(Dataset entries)
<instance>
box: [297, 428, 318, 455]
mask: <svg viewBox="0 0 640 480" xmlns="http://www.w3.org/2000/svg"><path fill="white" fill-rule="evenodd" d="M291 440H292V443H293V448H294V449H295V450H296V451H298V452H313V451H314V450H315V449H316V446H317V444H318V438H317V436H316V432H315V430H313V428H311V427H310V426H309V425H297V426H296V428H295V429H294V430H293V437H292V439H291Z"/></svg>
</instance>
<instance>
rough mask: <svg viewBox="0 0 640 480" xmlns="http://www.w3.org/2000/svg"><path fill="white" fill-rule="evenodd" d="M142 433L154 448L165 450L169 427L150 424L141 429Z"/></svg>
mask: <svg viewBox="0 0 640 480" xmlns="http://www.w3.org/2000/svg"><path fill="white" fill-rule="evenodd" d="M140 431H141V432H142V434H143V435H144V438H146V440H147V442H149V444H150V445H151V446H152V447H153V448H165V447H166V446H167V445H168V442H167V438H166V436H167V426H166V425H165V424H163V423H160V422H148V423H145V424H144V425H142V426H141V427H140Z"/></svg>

**Try it**
Repeat every one of the rows above line for line, changing nothing.

**Expected answer**
<instance>
box: [297, 428, 318, 455]
mask: <svg viewBox="0 0 640 480" xmlns="http://www.w3.org/2000/svg"><path fill="white" fill-rule="evenodd" d="M291 440H292V443H293V448H294V449H295V450H296V451H298V452H313V451H314V450H315V449H316V446H317V444H318V438H317V436H316V432H315V430H313V428H311V427H310V426H309V425H297V426H296V428H295V429H294V430H293V437H292V439H291Z"/></svg>
</instance>
<instance>
rough mask: <svg viewBox="0 0 640 480" xmlns="http://www.w3.org/2000/svg"><path fill="white" fill-rule="evenodd" d="M142 433L154 448L165 450L169 427L150 424L141 429Z"/></svg>
mask: <svg viewBox="0 0 640 480" xmlns="http://www.w3.org/2000/svg"><path fill="white" fill-rule="evenodd" d="M140 431H141V432H142V434H143V435H144V438H146V440H147V442H149V444H150V445H151V446H152V447H153V448H165V447H166V446H167V445H168V442H167V438H166V436H167V426H166V425H165V424H163V423H160V422H148V423H145V424H144V425H142V426H141V427H140Z"/></svg>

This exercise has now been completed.